Exercises to complete
1. List each labeled detail in the summary at the top of the live album article, with its value.
2. Write the next part of the article on the Steve Earle live album, picking up right after its final line.

Source extract
═══

Live album by Steve Earle and the Dukes
- Released: September 17, 1991
- Recorded: October 1990
- Genre: Country, Country rock
- Length: 75:58
- Label: MCA
- Producer: Steve Earle

Steve Earle and the Dukes chronology
| BBC Radio 1 Live in Concert (1992) | Shut Up and Die Like an Aviator (1991) | Together at the Bluebird Café (1997) |

= Shut Up and Die Like an Aviator =

Shut Up and Die Like an Aviator is a live album by Steve Earle and the Dukes. The album was released in 1991 and recorded live in London and Kitchener (misspelled in the liner notes as "Kitchner") Ontario, Canada, in October 1990.

The title was inspired by an anecdote told by author Tom Wolfe in his 1979 non-fiction work, The Right Stuff.

Professional ratings
Review scores
| Source | Rating |
| AllMusic |  |

==Track listing==
All songs written by Steve Earle unless otherwise noted.
1. "Intro" - 0:53
2. "Good Ol' Boy (Gettin' Tough)" - 4:23 (Earle, Richard Bennett)

═══

Dataset entries
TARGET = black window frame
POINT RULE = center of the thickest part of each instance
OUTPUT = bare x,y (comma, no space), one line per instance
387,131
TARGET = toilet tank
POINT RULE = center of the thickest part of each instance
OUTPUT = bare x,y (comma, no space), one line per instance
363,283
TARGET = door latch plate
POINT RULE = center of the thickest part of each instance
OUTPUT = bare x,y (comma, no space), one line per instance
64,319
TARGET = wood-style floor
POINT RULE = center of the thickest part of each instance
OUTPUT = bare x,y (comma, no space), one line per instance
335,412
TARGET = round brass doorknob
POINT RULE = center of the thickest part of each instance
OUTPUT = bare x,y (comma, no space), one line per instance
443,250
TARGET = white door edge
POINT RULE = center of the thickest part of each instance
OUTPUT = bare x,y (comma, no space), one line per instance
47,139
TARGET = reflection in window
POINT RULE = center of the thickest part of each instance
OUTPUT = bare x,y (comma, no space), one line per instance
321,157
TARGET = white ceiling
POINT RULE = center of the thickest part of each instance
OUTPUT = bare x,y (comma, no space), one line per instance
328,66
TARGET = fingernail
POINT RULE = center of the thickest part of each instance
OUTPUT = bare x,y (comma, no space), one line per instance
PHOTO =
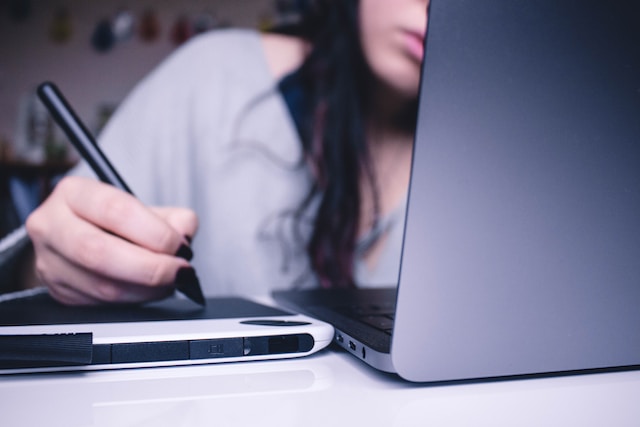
184,252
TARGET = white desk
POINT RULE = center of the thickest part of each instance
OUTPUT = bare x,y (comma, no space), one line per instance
329,389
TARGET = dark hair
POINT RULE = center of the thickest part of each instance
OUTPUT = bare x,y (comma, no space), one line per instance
334,78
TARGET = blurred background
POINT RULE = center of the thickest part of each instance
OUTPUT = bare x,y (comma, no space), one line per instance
95,51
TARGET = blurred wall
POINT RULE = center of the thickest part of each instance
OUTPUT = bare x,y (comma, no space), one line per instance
29,55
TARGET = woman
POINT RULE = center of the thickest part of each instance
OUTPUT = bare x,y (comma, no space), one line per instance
291,155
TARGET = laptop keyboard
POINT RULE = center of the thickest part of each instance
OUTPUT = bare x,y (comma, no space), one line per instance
378,316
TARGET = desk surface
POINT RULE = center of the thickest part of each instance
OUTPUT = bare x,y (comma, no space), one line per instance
331,388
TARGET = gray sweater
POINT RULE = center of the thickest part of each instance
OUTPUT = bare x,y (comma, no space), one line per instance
209,130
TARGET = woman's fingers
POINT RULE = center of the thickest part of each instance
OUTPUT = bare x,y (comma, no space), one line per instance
96,244
119,213
184,221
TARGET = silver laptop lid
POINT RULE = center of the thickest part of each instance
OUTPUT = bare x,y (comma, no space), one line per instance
522,243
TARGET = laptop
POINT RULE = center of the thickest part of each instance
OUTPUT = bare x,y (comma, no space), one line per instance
522,237
37,334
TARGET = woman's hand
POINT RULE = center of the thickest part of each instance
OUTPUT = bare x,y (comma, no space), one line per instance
95,244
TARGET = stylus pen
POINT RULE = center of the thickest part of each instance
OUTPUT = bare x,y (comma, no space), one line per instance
83,141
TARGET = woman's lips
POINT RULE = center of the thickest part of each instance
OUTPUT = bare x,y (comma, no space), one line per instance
414,44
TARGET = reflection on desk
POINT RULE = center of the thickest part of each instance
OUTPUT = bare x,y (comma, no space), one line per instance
330,388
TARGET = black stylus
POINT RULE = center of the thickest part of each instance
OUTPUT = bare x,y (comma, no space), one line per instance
86,145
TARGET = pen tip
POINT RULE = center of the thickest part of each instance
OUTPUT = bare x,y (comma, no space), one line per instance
187,282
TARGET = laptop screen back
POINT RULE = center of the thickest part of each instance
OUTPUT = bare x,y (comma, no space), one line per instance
522,240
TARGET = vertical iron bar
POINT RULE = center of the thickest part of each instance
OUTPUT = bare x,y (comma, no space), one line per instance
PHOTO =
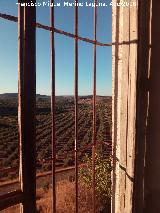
76,100
94,109
27,105
53,108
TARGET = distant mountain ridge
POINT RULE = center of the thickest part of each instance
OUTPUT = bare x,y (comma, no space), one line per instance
15,95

═══

Results in order
1.
- Released: September 17, 1991
- Recorded: October 1990
- Genre: Country, Country rock
- Length: 75:58
- Label: MCA
- Producer: Steve Earle

2.
3. "Devil's Right Hand" - 3:06
4. "I Ain't Ever Satisfied" - 4:07
5. "Someday" - 3:54
6. "West Nashville Boogie" - 7:25
7. "Snake Oil" - 3:02
8. "Standin' on the Corner (Blue Yodel No. 9)" - 1:36 (Jimmie Rodgers)
9. "The Other Kind" - 5:35
10. "Billy Austin" - 7:08
11. "Copperhead Road" - 4:34
12. "Fearless Heart" - 4:36
13. "Guitar Town" - 3:36
14. "I Love You Too Much" - 5:37
15. "She's About a Mover" - 4:14 (Doug Sahm)
16. "The Rain Came Down" - 4:50 (Earle, Michael Woody)
17. "Dead Flowers" - 8:15 (Mick Jagger, Keith Richards)

==Personnel==
- Steve Earle - lead vocals, electric and acoustic guitars, 6 string bass, mandolin

The Dukes
- Bucky Baxter - steel guitar, electric and acoustic guitars, 6 string bass
- Zip Gibson - electric guitar, background vocals
- Kelly Looney - bass, background vocals
- Stacey Earle Mims - background vocals, acoustic guitar, percussion
- Ken Moore - keyboards
- Craig Wright - drums
- Kurt Custer - background vocals on "Fearless Heart"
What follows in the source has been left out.